### [Action item]
Once the line with "--target concrete wall" is found in the data, output it and each following line exactly, up to and including the line with "Segment every instance of the concrete", and nothing before or after.

### [Material supplied]
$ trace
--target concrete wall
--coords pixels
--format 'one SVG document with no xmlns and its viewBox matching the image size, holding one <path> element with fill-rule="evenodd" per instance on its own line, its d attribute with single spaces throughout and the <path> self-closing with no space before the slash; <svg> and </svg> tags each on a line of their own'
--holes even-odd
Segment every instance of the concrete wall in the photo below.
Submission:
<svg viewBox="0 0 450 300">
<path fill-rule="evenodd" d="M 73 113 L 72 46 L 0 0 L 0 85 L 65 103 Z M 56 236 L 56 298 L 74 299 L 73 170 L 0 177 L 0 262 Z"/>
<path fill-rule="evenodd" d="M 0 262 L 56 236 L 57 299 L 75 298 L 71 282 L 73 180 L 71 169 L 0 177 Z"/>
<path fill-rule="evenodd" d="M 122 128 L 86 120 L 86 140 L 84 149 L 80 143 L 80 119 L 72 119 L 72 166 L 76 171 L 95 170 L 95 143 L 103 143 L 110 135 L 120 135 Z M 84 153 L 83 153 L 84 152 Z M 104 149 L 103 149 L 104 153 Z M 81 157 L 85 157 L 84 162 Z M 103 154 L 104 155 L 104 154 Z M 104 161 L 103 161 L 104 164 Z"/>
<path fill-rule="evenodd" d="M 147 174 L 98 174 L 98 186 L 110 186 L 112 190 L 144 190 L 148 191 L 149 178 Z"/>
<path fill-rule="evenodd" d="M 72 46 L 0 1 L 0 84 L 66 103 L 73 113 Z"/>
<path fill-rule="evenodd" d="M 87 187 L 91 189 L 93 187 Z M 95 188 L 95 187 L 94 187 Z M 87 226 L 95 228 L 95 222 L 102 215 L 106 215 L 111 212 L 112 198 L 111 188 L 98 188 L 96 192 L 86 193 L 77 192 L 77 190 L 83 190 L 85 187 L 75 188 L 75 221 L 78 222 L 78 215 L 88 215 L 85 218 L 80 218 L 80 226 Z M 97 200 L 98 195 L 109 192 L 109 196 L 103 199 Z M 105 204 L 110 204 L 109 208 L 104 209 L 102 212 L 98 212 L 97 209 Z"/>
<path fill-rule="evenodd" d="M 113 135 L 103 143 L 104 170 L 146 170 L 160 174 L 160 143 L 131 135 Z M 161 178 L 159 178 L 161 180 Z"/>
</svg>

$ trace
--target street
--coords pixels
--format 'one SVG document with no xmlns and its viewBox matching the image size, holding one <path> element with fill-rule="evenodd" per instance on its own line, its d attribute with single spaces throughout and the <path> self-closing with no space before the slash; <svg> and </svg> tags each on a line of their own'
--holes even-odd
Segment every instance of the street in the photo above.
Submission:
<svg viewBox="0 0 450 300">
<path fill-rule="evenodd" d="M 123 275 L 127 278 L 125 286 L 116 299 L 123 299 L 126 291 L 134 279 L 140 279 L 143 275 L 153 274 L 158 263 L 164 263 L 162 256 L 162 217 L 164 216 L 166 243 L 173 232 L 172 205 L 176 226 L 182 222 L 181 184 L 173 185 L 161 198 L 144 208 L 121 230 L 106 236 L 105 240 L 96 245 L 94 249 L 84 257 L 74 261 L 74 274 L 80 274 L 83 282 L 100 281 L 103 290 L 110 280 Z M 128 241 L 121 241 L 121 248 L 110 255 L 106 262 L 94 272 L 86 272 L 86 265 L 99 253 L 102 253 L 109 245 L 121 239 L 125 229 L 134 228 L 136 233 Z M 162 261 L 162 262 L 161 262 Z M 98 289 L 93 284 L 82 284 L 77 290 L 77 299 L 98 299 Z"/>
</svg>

### [Exercise output]
--target concrete wall
--coords pixels
--format 'one SVG document with no xmlns and its viewBox matching the image size, holding one <path> element with fill-rule="evenodd" per instance on its own line, its d attribute with single spaces throughout and the <path> self-closing with no space before the slash; <svg> and </svg> tags each on a line of their own'
--holes even-odd
Segment every instance of the concrete wall in the photo below.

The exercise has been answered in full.